* _Exercise directions_: Which lines of the data below include the string "chef"? Return each of them.

START Data to use

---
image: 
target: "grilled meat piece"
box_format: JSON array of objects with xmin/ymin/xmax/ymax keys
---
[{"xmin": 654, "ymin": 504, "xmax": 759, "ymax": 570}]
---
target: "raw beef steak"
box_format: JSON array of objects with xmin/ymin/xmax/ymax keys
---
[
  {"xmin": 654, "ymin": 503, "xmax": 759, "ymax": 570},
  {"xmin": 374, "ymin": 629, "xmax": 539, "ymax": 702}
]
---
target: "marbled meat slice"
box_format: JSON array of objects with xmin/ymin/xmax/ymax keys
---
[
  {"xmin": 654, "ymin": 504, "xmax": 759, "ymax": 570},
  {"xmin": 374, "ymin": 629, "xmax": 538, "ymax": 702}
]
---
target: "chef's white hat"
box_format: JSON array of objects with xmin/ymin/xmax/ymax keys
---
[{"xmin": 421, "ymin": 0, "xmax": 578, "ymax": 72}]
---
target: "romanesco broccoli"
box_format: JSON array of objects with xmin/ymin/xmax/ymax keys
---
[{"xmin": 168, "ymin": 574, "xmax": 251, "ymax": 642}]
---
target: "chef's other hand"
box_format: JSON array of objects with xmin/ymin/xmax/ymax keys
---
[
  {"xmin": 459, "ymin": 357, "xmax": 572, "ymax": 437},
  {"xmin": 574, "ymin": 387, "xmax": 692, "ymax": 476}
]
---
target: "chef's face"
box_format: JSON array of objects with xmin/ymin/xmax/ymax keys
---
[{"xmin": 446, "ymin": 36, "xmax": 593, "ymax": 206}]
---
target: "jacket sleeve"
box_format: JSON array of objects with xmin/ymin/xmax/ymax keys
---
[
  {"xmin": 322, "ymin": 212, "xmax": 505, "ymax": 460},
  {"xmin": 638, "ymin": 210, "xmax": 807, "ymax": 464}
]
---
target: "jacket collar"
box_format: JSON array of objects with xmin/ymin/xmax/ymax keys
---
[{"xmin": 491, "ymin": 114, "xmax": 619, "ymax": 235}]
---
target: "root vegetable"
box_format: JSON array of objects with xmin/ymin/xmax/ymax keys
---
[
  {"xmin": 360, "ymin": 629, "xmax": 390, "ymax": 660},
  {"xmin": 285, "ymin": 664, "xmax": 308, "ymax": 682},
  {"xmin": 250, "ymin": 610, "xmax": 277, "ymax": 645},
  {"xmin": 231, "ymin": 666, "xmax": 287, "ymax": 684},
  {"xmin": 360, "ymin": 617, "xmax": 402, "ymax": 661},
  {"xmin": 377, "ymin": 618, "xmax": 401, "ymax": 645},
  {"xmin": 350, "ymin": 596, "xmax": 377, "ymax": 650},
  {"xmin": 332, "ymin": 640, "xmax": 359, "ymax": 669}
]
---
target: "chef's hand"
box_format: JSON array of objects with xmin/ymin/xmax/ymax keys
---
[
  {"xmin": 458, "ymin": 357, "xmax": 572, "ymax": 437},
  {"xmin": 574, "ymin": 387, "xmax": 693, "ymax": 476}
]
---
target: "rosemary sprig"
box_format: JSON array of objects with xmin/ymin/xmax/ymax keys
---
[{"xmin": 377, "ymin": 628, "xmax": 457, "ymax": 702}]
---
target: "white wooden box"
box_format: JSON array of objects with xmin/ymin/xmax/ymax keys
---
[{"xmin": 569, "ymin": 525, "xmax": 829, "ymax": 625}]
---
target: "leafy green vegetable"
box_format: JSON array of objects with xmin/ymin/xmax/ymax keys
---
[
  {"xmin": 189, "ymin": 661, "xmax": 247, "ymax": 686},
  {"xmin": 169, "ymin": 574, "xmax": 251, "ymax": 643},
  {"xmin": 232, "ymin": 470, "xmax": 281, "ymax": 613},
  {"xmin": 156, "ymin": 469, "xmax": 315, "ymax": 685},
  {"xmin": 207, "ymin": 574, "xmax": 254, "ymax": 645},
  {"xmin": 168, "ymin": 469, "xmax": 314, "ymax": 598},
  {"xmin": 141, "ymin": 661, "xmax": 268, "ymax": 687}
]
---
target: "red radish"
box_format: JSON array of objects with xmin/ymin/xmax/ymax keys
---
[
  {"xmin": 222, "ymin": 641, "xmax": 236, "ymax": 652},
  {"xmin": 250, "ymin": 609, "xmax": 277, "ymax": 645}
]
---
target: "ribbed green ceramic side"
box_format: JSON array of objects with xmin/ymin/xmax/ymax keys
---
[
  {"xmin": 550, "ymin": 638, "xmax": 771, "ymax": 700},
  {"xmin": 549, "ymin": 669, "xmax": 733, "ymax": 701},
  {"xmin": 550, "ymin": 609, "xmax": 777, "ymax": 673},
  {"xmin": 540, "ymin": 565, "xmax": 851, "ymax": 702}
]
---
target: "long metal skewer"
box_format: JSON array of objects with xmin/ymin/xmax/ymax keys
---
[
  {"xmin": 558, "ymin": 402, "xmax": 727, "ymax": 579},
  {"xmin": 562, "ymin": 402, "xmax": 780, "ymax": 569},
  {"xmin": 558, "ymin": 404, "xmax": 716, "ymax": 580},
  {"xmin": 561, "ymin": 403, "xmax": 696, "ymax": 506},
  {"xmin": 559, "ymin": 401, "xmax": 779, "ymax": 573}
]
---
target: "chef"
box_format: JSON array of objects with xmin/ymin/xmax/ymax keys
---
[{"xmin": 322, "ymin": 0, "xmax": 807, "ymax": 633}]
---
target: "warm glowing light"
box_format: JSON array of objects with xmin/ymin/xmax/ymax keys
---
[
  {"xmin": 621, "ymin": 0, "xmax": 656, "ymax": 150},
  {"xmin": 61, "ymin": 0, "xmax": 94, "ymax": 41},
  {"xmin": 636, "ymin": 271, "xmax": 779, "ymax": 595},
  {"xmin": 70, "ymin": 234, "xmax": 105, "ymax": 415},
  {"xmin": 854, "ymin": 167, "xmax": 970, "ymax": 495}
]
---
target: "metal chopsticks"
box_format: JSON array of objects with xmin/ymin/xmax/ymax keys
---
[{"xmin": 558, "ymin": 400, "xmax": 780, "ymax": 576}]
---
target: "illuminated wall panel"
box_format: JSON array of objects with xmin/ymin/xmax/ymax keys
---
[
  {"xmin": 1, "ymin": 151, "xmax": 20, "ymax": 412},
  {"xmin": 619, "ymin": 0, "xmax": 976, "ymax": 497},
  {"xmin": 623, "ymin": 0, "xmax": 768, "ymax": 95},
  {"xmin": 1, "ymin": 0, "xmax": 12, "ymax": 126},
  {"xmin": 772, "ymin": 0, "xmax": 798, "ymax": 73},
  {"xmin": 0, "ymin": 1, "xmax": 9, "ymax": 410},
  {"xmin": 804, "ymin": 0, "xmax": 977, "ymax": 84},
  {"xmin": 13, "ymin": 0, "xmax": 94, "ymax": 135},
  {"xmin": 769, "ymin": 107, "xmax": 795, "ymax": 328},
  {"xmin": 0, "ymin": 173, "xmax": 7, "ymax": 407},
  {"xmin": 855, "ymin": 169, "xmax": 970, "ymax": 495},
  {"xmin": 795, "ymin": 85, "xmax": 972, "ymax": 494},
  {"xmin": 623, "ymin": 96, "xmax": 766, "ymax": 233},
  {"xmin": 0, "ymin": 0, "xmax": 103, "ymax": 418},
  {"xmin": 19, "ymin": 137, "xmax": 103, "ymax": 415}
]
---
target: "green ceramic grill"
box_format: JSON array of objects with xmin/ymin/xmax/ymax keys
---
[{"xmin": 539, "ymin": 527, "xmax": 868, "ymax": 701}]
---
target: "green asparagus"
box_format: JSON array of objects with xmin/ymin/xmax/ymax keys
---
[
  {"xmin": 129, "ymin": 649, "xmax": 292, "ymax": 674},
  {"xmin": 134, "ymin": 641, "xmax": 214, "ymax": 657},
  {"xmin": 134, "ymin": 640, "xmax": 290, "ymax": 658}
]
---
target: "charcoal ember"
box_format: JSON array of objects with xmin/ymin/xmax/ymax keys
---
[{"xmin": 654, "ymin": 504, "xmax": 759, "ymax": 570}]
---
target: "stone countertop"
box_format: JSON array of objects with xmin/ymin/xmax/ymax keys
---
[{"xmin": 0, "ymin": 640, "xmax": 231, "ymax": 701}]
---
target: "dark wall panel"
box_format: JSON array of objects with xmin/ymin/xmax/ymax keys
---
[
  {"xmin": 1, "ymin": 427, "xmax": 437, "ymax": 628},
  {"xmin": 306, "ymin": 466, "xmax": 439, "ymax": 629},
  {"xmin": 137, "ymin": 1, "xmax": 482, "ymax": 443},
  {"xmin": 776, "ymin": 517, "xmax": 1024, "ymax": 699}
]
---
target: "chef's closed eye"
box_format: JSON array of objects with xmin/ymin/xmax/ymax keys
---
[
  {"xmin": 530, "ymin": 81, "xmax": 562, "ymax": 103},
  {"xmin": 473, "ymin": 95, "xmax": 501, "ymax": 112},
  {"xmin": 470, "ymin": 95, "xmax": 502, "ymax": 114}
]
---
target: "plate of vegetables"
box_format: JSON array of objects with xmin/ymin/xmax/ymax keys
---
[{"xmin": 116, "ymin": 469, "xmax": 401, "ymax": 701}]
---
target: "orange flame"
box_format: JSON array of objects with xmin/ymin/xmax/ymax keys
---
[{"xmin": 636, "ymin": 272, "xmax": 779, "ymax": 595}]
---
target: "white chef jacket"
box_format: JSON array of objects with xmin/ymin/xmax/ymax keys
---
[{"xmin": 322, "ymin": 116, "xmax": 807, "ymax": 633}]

END Data to use

* _Task output_:
target: "chef's white hat"
target: "chef's other hand"
target: "chef's face"
target: "chef's hand"
target: "chef"
target: "chef's closed eye"
target: "white chef jacket"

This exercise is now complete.